種類の違うレンズを片方ずつ眼内に挿入する方法は「カスタム・マッチ」あるいは「ミクシング・アンド・マッチング」などと呼ばれています。
それから2年たった今年、2008年4月に開催された米国白内障屈折矯正手術学会(ASCRS)では、「(多焦点眼内レンズの開発で)白内障手術は新しい時代に入った」といわれていました。前述の2006年に発表されたアカイシ、ファブリ両医師の研究も、そのデータの数は3倍になり、いろいろな医師がそれぞれの過去3年間の1,000にも及ぶデータと経験に基づき、どのレンズを、どういう場合に、どのように使うとよいかということを、わかりやすく発表していました。
両眼に違う種類のレンズを入れる「カスタム・マッチ」も、臨床では実際のところかなり積極的に行われていることもわかりました。
もちろん、この報告は外国人のデータに基づくものですから、日本人でも全く同じ結果がでるかどうかはわかりません。
別々のレンズを同じ人の眼に挿入するという発想も、私のような農耕民族タイプの日本人では、およそ考えつかないような革新的で大胆なものだと思います。
しかし医学というものは、そのときの常識を超えるような試みも時には経ながら、進歩していくものかも知れません。
ここでは、2007年に厚生労働省の認可がおりた米国製のレストアとリズームのお話をしていますが、これらのレンズ以外にも欧米で開発されて、実際に臨床で使われている多焦点眼内レンズがいくつもあります。
そのようなレンズは、日本でも数年たてば認可が下りる可能性が高いとも思われますが、現在のところ日本で認可されているレンズはレストアとリズームの2種類だけです。
今年も海外の大きな学会では、さまざまな多焦点眼内レンズを用いた臨床研究の結果が、どんどん発表されてくることでしょう。ドイツでは、過去の白内障手術で単焦点眼内レンズを挿入している眼にも、新たに追加挿入することで多焦点眼内レンズと同じような機能をもたせるレンズが使われ始めたと聞いています。
※最新情報:
2008年8月に、Advanced Medical Optics社の多焦点眼内レンズ『テクニス・マルチフォーカル
(Tecnis Multifocal)』が厚生労働省の認可をうけました。

(インスタンスごとの点位置特定データ)
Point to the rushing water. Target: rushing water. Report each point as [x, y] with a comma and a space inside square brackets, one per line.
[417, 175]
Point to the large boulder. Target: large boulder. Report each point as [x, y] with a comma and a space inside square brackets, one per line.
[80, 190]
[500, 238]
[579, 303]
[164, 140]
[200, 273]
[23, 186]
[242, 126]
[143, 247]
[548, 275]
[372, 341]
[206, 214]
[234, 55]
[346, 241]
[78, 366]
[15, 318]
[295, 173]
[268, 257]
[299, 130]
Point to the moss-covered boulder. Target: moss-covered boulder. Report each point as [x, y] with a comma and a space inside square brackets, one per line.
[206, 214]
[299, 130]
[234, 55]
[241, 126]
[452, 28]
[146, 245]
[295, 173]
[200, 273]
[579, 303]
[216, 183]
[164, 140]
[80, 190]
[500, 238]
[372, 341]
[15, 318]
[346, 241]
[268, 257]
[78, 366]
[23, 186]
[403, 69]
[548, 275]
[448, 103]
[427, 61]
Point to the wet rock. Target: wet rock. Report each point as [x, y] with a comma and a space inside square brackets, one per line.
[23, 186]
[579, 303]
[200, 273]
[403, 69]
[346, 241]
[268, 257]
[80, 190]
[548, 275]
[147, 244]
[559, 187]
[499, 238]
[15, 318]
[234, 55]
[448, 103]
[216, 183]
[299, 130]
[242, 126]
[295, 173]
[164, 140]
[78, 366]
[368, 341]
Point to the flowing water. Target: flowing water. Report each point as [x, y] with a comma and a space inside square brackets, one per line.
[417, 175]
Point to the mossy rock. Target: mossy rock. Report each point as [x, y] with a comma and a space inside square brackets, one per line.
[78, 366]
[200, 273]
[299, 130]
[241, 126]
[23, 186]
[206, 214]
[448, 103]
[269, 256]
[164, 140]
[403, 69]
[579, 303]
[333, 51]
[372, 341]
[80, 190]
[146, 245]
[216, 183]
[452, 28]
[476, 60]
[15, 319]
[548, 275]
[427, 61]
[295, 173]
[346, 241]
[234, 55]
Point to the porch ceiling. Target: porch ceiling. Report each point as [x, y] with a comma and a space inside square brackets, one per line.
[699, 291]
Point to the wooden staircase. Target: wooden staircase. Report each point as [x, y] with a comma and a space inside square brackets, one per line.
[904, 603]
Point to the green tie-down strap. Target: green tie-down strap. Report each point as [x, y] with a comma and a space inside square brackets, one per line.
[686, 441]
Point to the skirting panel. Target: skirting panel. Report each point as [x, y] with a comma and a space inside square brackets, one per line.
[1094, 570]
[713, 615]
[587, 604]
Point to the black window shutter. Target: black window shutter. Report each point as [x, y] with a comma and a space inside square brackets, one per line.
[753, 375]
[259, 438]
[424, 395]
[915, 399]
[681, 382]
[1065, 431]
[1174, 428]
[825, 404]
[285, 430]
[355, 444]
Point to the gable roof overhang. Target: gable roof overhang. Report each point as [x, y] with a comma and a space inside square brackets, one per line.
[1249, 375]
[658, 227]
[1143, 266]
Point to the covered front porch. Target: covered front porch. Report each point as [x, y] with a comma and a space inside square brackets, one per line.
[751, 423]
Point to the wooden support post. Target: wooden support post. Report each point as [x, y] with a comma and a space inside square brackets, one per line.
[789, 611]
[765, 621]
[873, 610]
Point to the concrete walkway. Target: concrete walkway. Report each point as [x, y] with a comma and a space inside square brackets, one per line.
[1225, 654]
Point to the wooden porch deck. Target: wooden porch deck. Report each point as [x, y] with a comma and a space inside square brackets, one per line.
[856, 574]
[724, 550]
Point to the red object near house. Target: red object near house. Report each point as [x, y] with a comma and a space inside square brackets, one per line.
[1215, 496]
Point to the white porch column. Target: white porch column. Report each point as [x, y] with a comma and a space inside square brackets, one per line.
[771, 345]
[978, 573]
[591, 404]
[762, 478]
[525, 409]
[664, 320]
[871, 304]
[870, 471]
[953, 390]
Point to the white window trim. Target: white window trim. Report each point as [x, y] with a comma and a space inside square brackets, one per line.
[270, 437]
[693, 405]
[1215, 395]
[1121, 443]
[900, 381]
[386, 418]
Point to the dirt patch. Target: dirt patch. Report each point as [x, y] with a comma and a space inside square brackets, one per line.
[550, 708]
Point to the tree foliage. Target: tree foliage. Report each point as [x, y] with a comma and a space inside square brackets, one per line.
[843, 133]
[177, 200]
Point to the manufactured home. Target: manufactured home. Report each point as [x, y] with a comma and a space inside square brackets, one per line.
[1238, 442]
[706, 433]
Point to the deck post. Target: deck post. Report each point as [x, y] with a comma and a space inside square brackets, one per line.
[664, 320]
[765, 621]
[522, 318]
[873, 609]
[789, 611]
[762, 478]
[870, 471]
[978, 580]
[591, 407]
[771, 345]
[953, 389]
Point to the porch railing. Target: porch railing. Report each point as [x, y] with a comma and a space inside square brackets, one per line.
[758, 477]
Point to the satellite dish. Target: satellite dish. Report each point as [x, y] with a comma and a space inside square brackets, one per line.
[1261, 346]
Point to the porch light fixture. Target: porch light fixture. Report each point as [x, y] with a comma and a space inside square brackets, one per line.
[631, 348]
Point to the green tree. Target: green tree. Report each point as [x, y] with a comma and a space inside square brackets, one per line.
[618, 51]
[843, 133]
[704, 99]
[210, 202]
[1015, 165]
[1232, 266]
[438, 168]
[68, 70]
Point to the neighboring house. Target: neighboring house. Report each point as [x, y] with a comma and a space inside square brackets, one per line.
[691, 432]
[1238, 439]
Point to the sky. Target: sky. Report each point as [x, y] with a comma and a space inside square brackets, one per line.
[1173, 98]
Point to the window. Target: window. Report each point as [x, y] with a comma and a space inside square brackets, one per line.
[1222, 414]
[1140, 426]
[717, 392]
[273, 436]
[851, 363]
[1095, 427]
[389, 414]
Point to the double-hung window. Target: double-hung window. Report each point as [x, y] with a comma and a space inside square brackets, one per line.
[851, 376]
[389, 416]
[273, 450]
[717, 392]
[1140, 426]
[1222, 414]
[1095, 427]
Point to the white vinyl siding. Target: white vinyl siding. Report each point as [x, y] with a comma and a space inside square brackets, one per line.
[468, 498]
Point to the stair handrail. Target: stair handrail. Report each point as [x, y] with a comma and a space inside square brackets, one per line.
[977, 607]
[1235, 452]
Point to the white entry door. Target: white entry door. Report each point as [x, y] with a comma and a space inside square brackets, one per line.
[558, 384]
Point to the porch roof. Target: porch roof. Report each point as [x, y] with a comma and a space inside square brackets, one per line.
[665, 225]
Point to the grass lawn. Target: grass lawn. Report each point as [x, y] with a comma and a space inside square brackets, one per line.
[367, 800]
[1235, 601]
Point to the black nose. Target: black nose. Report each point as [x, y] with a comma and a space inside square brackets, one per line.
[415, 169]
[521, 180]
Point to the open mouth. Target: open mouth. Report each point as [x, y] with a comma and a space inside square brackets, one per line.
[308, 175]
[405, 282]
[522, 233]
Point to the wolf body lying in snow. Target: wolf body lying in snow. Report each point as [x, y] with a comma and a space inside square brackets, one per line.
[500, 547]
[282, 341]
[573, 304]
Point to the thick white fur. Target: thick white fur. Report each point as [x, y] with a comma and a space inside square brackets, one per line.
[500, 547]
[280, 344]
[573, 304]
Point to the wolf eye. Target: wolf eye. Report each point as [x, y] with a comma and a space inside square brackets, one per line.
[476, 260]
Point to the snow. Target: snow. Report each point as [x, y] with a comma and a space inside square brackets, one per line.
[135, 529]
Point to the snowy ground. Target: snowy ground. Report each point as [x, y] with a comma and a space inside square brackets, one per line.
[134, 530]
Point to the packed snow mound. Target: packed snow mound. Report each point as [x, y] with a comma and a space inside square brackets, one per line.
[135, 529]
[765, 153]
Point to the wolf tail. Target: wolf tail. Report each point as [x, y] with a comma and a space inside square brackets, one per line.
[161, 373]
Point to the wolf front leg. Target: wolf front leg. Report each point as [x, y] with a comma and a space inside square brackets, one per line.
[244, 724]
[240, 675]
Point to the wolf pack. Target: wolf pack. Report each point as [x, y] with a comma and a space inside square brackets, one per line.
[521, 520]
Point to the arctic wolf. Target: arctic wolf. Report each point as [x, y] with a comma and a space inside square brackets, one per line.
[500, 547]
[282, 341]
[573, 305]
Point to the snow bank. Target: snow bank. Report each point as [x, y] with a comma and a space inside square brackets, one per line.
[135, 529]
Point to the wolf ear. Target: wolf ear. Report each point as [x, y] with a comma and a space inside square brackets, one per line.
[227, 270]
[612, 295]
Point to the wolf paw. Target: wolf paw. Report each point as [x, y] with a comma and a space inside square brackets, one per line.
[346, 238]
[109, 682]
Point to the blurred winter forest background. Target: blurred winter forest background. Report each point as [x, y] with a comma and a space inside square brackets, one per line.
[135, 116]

**作業内容:**
(1) 多焦点眼内レンズについての文章から、「両眼に違う種類のレンズを入れ」から「していくものかも知れません。」までの部分をそのまま再掲してください。
(2) 多焦点眼内レンズについての文章を、最後に示された文の後から続けて書いてください。

**期待される出力:**
(1)
両眼に違う種類のレンズを入れる「カスタム・マッチ」も、臨床では実際のところかなり積極的に行われていることもわかりました。
もちろん、この報告は外国人のデータに基づくものですから、日本人でも全く同じ結果がでるかどうかはわかりません。
別々のレンズを同じ人の眼に挿入するという発想も、私のような農耕民族タイプの日本人では、およそ考えつかないような革新的で大胆なものだと思います。
しかし医学というものは、そのときの常識を超えるような試みも時には経ながら、進歩していくものかも知れません。

(2)
これで日本国内で認可をうけた多焦点眼内レンズは『レストア(ReSTOR)、『リズーム(ReZOOM)』、『テクニス・マルチフォーカル(Tecnis Multifocal)』の3つになりましたので、自分のライフスタイルに合わせたレンズの選択方法『カスタム・マッチ』の幅も広がりました。
手術後視力の精度を上げるタッチアップ —レーシックと白内障手術の融合—
多焦点眼内レンズを使った老眼・白内障手術の数ヶ月後、さらに視力の精度をあげるために行う「タッチアップ」についてもお話したいと思います。
タッチアップは、多焦点眼内レンズによる老眼・白内障手術を行った人のうち、乱視を矯正する必要のある人や、視力をもう少し調整する必要がある人など、1割ぐらいの人が受けている視力調整です。タッチアップは、レーシック(LASIK)という、レーザーで角膜の形を変えて近視・遠視・乱視を矯正する技術や、LRIというダイアモンドナイフを使って乱視を矯正する技術を使って行います。レーシックは、タイガー・ウッズが1999年10月に近視を治すために受けた眼の手術ということで、これまで耳にされた方も多いと思いますが、1990年に開発された手術技術で、米国では年間100万件以上行われている手術です。
日本でもここ数年間に急速に普及して、今年は年間30万件に達する見込みです。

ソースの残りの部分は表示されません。